Écrire, c’est aussi ne pas se payer de mots. Si Prison est un livre aussi juste et fort, c’est que son auteur n’entretient aucune illusion, surtout pas celle d’une communication ou d’un partage égal. L’atelier d’écriture est la réalité d’un lien et d’un échange, mais c’est aussi une fiction, une parenthèse, un équilibre précaire. Ils existent, certes, Christian, Tignasse, Jean-Claude, Sefia, Ciao, ils ont une voix, une silhouette, mais si fragile, si précaire, si dépossédée d’elle-même, si confondue avec le destin, avec le hasard, qu’on la sent prête à s’estomper et à se fondre de nouveau dans la nuit du désarroi et de la souffrance, dans le mutisme d’une durée abolie.

+ + +

● **Exercices proposés**:
[a] Selon le passage sur le livre Prison, qu'est-ce qui fait de ce livre un ouvrage aussi juste et fort ?
[b] Relevez tous les noms de personnes cités dans le passage sur le livre Prison.
[c] Répondez aux questions suivantes à partir du passage sur le livre Prison :
(i) Outre la réalité d'un lien et d'un échange, qu'est aussi l'atelier d'écriture ?
(ii) Dans quoi la voix de ces personnes semble-t-elle prête à se fondre de nouveau ?

Entrées enregistrées:
+ + +

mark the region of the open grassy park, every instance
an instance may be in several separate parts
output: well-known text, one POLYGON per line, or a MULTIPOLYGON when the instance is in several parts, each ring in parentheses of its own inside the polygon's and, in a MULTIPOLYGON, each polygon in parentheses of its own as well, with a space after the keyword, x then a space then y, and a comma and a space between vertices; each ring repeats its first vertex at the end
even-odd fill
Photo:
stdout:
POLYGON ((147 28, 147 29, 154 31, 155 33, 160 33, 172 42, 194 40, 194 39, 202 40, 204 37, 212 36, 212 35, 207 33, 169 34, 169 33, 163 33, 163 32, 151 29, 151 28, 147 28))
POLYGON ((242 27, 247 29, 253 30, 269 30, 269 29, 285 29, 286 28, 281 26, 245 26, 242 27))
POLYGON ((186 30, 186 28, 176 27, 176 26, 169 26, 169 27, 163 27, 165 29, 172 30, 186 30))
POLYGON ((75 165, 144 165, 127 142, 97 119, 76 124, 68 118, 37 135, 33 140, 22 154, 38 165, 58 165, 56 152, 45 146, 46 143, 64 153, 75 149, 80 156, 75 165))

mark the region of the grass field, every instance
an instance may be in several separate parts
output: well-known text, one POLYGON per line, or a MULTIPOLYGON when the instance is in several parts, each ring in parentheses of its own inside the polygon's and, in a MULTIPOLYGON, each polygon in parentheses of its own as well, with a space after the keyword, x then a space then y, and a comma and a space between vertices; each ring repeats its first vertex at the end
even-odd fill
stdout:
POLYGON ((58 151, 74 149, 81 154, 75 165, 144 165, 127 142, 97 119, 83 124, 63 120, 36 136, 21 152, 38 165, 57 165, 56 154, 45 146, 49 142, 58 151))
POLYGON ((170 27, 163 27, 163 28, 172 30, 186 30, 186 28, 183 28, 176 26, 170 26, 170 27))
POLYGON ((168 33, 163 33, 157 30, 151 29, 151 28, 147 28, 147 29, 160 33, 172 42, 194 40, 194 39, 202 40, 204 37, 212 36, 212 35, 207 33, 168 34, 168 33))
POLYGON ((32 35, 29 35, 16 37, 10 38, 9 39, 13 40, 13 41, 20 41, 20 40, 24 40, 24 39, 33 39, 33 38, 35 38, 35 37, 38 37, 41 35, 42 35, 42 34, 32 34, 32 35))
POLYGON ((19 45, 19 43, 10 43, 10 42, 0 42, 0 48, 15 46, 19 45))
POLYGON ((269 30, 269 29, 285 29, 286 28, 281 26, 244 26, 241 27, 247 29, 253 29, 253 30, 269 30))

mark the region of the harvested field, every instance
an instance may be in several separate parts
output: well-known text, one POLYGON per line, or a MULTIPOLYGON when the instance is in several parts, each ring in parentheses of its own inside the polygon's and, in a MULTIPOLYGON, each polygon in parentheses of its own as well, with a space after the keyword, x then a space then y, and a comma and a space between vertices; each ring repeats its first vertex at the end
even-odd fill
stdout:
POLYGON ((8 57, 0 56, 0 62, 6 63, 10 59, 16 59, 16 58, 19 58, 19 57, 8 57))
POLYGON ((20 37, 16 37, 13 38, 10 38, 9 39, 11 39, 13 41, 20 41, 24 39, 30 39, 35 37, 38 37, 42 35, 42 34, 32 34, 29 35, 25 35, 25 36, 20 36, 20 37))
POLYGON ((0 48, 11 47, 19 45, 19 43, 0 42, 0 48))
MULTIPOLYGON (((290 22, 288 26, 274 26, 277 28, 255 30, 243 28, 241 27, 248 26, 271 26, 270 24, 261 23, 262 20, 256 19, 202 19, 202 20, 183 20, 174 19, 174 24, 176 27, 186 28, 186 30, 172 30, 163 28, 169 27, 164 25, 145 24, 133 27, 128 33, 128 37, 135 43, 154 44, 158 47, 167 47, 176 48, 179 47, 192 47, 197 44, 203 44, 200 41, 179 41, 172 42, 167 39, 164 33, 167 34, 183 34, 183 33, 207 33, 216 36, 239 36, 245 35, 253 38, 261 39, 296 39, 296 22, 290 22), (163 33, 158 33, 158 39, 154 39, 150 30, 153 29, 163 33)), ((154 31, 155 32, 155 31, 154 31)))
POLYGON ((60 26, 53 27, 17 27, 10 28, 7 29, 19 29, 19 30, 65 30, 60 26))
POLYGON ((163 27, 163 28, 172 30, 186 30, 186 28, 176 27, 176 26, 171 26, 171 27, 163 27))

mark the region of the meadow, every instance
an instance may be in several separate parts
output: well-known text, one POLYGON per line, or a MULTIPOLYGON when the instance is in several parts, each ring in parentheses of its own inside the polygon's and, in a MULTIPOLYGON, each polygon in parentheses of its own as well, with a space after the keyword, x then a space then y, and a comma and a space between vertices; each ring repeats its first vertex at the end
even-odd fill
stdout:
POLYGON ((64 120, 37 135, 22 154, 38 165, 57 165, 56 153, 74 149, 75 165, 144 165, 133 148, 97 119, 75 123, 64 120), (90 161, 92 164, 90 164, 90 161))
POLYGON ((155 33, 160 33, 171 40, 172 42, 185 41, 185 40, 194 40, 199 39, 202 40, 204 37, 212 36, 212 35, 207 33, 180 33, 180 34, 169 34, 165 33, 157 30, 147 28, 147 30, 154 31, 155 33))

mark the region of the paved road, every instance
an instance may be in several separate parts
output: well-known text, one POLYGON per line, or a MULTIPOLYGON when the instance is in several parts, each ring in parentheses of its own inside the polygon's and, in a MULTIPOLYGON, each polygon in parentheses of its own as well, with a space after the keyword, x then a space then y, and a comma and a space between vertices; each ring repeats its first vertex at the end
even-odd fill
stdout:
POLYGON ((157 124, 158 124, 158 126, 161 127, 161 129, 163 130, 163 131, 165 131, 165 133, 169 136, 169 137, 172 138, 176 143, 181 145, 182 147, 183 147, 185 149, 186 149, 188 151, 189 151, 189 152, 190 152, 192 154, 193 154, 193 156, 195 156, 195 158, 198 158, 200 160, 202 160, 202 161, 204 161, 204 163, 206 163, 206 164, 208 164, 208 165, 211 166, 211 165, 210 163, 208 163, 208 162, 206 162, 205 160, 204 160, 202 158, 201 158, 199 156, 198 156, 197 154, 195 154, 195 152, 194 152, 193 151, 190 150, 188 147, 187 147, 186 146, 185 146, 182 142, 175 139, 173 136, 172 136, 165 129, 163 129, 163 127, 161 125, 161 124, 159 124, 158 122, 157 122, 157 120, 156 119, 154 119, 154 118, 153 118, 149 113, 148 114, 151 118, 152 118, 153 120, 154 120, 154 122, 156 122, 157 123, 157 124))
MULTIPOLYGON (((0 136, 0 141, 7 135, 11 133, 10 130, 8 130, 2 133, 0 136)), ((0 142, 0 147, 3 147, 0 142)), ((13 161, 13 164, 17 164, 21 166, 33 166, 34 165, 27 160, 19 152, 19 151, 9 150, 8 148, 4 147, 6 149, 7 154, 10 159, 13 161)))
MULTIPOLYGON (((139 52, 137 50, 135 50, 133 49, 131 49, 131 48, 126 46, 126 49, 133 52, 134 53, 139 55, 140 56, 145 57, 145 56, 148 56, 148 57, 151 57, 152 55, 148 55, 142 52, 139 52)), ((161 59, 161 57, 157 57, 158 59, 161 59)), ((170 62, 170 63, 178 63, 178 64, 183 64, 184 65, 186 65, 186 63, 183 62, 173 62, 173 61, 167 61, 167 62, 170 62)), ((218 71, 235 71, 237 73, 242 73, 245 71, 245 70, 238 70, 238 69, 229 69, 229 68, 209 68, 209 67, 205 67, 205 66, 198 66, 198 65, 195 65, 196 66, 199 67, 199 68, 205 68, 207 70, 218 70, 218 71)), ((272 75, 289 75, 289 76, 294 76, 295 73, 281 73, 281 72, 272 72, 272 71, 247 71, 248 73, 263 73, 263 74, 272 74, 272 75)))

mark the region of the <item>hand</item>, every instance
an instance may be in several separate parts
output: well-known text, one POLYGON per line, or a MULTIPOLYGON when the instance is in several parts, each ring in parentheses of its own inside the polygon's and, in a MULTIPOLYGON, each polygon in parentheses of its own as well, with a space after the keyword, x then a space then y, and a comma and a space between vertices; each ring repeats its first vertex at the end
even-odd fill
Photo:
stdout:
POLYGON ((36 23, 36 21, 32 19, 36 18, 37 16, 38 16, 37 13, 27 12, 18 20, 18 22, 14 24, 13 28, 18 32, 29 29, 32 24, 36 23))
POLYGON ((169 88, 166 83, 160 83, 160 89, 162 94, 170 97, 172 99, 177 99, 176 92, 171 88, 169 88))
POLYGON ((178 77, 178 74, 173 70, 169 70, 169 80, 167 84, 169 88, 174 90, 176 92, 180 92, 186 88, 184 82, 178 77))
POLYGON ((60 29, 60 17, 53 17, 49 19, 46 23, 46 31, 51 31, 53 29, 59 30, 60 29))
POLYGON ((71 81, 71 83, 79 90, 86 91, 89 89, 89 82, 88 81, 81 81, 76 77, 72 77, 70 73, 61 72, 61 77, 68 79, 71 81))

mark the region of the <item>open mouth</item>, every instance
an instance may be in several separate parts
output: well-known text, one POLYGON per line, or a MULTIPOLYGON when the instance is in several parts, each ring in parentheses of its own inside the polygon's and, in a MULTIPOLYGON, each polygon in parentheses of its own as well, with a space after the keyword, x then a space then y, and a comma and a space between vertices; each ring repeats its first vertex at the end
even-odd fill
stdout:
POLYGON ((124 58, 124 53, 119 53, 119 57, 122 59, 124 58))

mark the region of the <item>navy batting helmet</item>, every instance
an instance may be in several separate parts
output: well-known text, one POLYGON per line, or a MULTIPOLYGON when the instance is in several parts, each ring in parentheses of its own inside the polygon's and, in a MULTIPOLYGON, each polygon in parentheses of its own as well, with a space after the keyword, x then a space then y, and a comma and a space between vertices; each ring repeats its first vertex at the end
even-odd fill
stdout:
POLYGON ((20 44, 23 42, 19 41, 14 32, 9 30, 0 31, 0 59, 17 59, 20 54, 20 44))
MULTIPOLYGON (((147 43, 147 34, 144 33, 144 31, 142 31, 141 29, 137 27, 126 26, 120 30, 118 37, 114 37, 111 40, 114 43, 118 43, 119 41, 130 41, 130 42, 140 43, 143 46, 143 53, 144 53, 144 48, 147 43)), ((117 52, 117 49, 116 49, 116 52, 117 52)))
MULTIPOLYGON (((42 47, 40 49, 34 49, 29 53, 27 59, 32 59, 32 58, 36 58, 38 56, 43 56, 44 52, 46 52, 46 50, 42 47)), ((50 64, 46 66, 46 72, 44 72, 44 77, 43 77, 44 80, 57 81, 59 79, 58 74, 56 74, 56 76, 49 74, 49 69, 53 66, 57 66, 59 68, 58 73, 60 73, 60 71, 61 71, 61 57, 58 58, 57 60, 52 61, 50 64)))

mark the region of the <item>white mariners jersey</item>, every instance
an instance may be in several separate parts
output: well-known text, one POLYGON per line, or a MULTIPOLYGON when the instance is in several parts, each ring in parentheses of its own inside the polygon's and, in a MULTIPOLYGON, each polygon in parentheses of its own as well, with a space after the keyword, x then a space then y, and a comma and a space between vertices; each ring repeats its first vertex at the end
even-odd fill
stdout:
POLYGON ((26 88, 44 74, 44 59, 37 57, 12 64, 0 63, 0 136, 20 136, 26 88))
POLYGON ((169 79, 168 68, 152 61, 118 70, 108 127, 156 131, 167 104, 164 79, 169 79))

+ + +

● **Réponses aux exercices**:
[a] Son auteur n'entretient aucune illusion, en particulier pas celle d'une communication ou d'un partage égal.

[b] Christian, Tignasse, Jean-Claude, Sefia, Ciao

[c]
(i) Une fiction, une parenthèse, un équilibre précaire.
(ii) Dans la nuit du désarroi et de la souffrance, dans le mutisme d'une durée abolie.